Entries supplied:
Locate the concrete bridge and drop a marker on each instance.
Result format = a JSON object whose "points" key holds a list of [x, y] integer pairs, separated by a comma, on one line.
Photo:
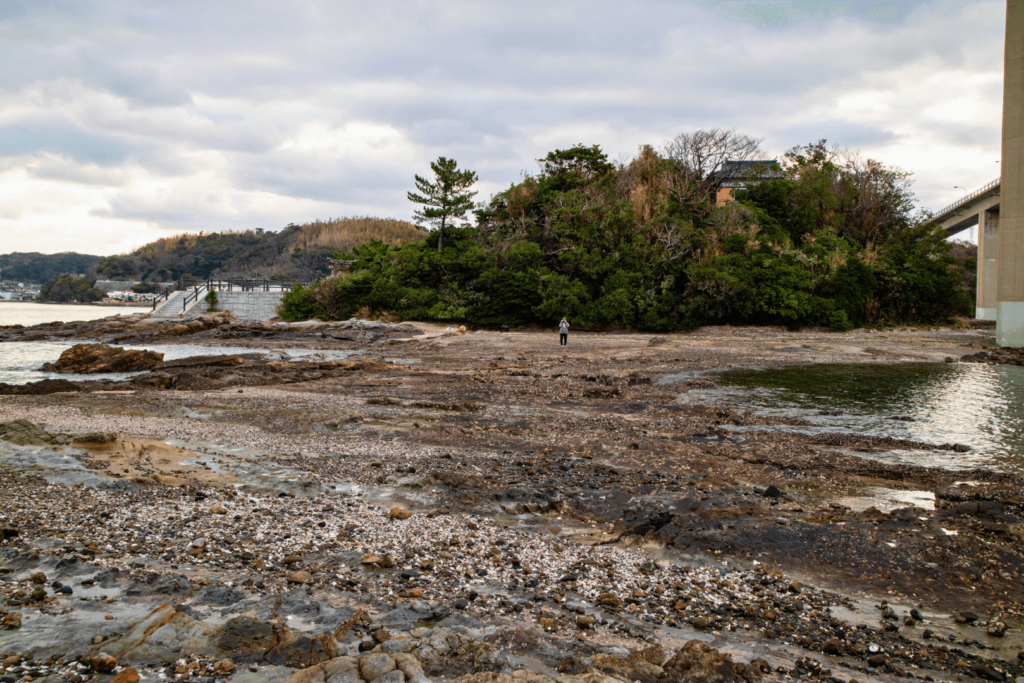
{"points": [[997, 208], [980, 208]]}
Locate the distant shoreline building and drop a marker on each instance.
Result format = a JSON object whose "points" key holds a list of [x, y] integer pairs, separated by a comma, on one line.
{"points": [[733, 175]]}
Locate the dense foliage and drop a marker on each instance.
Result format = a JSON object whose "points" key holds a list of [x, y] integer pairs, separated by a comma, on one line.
{"points": [[35, 267], [68, 289], [297, 252], [832, 240]]}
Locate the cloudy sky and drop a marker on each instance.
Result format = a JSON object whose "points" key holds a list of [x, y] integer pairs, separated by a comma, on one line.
{"points": [[121, 122]]}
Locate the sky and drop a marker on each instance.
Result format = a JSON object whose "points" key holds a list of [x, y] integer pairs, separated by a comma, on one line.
{"points": [[123, 122]]}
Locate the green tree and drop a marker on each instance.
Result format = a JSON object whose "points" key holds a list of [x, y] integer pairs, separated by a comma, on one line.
{"points": [[444, 201]]}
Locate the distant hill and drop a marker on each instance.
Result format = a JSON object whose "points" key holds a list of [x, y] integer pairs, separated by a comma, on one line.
{"points": [[38, 268], [298, 252]]}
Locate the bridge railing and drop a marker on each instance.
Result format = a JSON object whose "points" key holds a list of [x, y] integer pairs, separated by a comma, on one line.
{"points": [[967, 200], [195, 289]]}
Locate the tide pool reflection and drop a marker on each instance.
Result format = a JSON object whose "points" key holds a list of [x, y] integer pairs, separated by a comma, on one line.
{"points": [[975, 404]]}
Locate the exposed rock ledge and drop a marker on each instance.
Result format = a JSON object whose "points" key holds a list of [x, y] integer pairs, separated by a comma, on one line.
{"points": [[90, 358]]}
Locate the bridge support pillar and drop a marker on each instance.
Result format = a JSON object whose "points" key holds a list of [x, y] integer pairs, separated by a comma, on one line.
{"points": [[1010, 309], [988, 264]]}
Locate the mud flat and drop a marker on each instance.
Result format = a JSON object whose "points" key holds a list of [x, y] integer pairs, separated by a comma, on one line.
{"points": [[488, 504]]}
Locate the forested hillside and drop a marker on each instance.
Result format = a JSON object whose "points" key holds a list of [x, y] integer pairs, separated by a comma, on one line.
{"points": [[835, 241], [36, 267], [298, 252]]}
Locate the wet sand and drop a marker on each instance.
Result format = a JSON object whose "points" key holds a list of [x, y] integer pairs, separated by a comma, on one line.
{"points": [[539, 479]]}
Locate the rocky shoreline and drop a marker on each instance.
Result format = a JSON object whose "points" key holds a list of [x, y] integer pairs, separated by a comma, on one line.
{"points": [[485, 506]]}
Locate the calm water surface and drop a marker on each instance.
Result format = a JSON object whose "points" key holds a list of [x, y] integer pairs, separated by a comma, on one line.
{"points": [[35, 313], [975, 404]]}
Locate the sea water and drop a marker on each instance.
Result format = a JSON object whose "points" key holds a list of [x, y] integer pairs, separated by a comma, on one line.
{"points": [[978, 406], [28, 313]]}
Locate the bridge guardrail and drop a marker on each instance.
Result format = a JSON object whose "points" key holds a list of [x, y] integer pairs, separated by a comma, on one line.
{"points": [[967, 200]]}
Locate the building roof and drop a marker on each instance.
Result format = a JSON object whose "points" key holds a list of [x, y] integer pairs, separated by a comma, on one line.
{"points": [[738, 173]]}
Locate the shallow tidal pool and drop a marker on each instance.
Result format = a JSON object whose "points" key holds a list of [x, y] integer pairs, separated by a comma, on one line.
{"points": [[978, 406]]}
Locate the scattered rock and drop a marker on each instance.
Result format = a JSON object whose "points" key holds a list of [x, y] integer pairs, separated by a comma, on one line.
{"points": [[128, 675], [699, 663], [88, 358], [375, 665], [997, 629], [300, 577]]}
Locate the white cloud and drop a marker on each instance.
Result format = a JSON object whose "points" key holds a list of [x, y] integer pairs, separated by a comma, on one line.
{"points": [[124, 122]]}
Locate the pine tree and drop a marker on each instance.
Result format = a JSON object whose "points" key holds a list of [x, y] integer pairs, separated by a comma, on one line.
{"points": [[444, 201]]}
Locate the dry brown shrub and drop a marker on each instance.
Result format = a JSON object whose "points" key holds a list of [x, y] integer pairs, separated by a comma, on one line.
{"points": [[346, 233]]}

The exercise: Give the records as a JSON list of strings, one string per line, with blank lines omitted and the pictures left out.

Solution for this task:
[
  "Locate the concrete bridge and drop a marker on each instance.",
  "Result format = a JSON object whose \"points\" key holds a list of [x, y] integer pairs, separated by a comma, on one line.",
  "Photo:",
  "{\"points\": [[997, 208], [980, 208]]}",
  "Locate the distant shoreline building and drop a marker on each instance.",
  "Result format = a JSON object whose \"points\" key holds a list of [x, y] integer pairs, separated by a comma, on one line.",
  "{\"points\": [[733, 175]]}",
  "Locate the dense foliage and drop a marker on each instance.",
  "Result format = a JSON object whose \"points\" key holds a list of [x, y] integer pairs, separated by a comma, on one line.",
  "{\"points\": [[35, 267], [68, 289], [297, 252], [832, 240]]}",
  "Locate the cloudy sky and drop a marker on each instance.",
  "Result format = a JSON object whose \"points\" key holds a list of [x, y] integer pairs, separated by a comma, on one line.",
  "{\"points\": [[121, 122]]}",
  "Locate the sky and drop a marker on each instance.",
  "Result format = a JSON object whose \"points\" key holds a list of [x, y] integer pairs, separated by a comma, on one line.",
  "{\"points\": [[123, 122]]}",
  "Locate the green tree and drop a marker on each instance.",
  "Result format = a JSON object whose \"points\" key holds a list of [x, y] integer pairs, separated by a comma, on one line.",
  "{\"points\": [[444, 201]]}",
  "Locate the distant hill and drop a marker on each instance.",
  "Result format = a JSON object whose \"points\" key holds a list of [x, y] integer pairs, separated by a comma, on one line.",
  "{\"points\": [[38, 268], [298, 252]]}",
  "Locate the bridge railing and drop a marker on each instance.",
  "Result format = a JSON object whose \"points\" key holds a list of [x, y] integer pairs, separated by a comma, on one line.",
  "{\"points\": [[967, 200], [195, 289]]}",
  "Locate the tide pool reflection and drop a marker on each instance.",
  "Result format = a JSON object whose \"points\" key holds a list of [x, y] integer pairs, separated by a comma, on one line.",
  "{\"points\": [[975, 404]]}",
  "Locate the exposed rock ledge and drop a marker on each instance.",
  "Result format = a JSON object whose \"points\" key holds a list of [x, y] integer pairs, separated by a comma, on one line.",
  "{\"points\": [[90, 358]]}",
  "Locate the bridge support pillar and drop a marker on each instance.",
  "Result format = a JSON object whose \"points\" key holds a list of [x, y] integer pairs, separated by a comma, on one line.",
  "{\"points\": [[1010, 309], [988, 264]]}",
  "Locate the mud flat and drop a marker on each instance.",
  "Result format = a JSON object whose \"points\" key holds a list of [x, y] integer pairs, separated by a comma, on one line.",
  "{\"points\": [[488, 504]]}",
  "Locate the forested hillside and drop a marker on each instance.",
  "Result format = a JSON object whose \"points\" key holds a list of [x, y] integer pairs, separated by a comma, on one line.",
  "{\"points\": [[835, 241], [36, 267], [298, 252]]}",
  "Locate the wet sand and drop a marker on each instance.",
  "Result format = a JSON object whose \"points\" key holds a list of [x, y] integer pairs, separated by a comma, on one line.",
  "{\"points\": [[539, 479]]}",
  "Locate the rocky shoreline and drop a marker on each instance.",
  "Result format = a JSON object whose \"points\" key holds a list of [x, y] integer pairs, separated by a comma, on one line.",
  "{\"points\": [[485, 506]]}",
  "Locate the calm water surface and drop a marker on each instance.",
  "Result format = a JSON object whose \"points\" key holds a list of [x, y] integer pairs, separated by a comma, on one line.",
  "{\"points\": [[35, 313], [975, 404]]}",
  "Locate the sea water and drop a marker on each instance.",
  "Result format = a JSON object whose \"points\" key holds a list of [x, y] integer pairs, separated by a comma, on one line.",
  "{\"points\": [[978, 406], [28, 313]]}",
  "Locate the bridge guardrail and drop a marker on each instance.",
  "Result format = a JSON object whose \"points\" key holds a list of [x, y] integer pairs, separated by a comma, on one line.",
  "{\"points\": [[967, 200]]}",
  "Locate the building roof and drop a marker on each instance.",
  "Result format = a JSON object whose \"points\" key holds a list of [x, y] integer pairs, separated by a comma, on one line.",
  "{\"points\": [[738, 173]]}",
  "Locate the shallow tidal pool and drop a marker on each instance.",
  "Result format = a JSON object whose \"points\" key holds a list of [x, y] integer pairs, separated by a comma, on one line.",
  "{\"points\": [[978, 406]]}",
  "Locate the scattered rock and drop a marker on each instance.",
  "Result format = a JSON object whose \"points\" key holds a list of [x, y] integer pairs, separated by a comma, on one line.",
  "{\"points\": [[128, 675], [699, 663], [88, 358], [375, 665], [997, 629], [300, 577]]}",
  "Locate the white cloud and drop a marker on each instance.",
  "Result format = a JSON object whose \"points\" key holds a list of [x, y] integer pairs, separated by a comma, on one line.",
  "{\"points\": [[124, 122]]}",
  "Locate the pine tree and drop a marker on each instance.",
  "Result format = a JSON object whose \"points\" key holds a list of [x, y] integer pairs, separated by a comma, on one line.",
  "{\"points\": [[444, 201]]}",
  "Locate the dry brown shrub and drop a marker on each instance.",
  "Result format = a JSON object whose \"points\" key holds a list of [x, y] integer pairs, separated by a comma, on one line.",
  "{\"points\": [[346, 233]]}"
]